━━ The data ━━
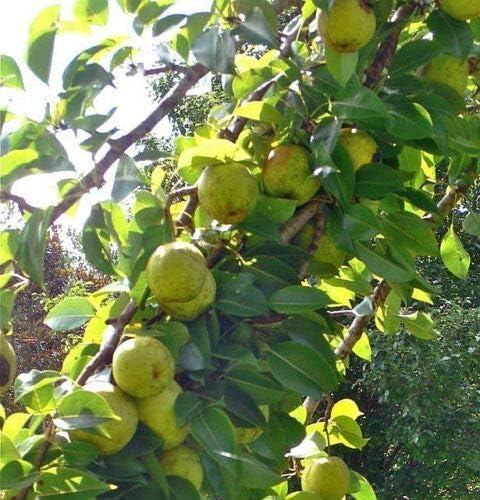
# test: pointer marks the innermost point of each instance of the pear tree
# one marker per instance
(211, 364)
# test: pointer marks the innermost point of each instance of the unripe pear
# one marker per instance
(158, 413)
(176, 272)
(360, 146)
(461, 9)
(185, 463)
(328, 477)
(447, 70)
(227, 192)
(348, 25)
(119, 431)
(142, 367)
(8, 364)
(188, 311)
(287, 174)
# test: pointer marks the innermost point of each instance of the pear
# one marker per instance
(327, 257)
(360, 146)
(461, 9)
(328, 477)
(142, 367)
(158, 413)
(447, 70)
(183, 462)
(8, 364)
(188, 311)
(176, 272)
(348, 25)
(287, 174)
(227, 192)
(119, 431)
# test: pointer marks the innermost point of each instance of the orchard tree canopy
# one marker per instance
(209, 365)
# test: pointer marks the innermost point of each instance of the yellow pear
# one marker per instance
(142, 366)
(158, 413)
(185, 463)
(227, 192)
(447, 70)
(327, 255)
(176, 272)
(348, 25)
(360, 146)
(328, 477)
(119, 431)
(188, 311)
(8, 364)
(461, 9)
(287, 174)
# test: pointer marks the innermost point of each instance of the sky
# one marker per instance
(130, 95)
━━━
━━ The data ━━
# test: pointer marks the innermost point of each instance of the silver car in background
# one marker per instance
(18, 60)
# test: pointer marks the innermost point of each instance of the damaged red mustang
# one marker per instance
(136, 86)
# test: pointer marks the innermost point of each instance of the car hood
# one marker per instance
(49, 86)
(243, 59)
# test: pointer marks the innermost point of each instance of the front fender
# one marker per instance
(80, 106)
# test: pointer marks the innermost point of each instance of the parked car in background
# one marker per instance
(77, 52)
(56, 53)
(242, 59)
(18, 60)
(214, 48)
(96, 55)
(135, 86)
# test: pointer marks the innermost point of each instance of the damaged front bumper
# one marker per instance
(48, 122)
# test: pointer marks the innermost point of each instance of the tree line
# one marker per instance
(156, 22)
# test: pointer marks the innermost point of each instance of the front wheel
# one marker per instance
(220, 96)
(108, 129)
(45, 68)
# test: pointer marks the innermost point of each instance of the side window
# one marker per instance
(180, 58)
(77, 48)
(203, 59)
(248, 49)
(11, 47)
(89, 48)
━━━
What needs to be done> Go through the entries and filter for lines holding the word "tree"; copy each match.

Response to the task>
# test: pointer marks the innermost point of each instance of the pear tree
# test: pointer marks the innermost point of each instance of the orchard tree canopy
# test: pointer marks the innermost point of each instance of the tree line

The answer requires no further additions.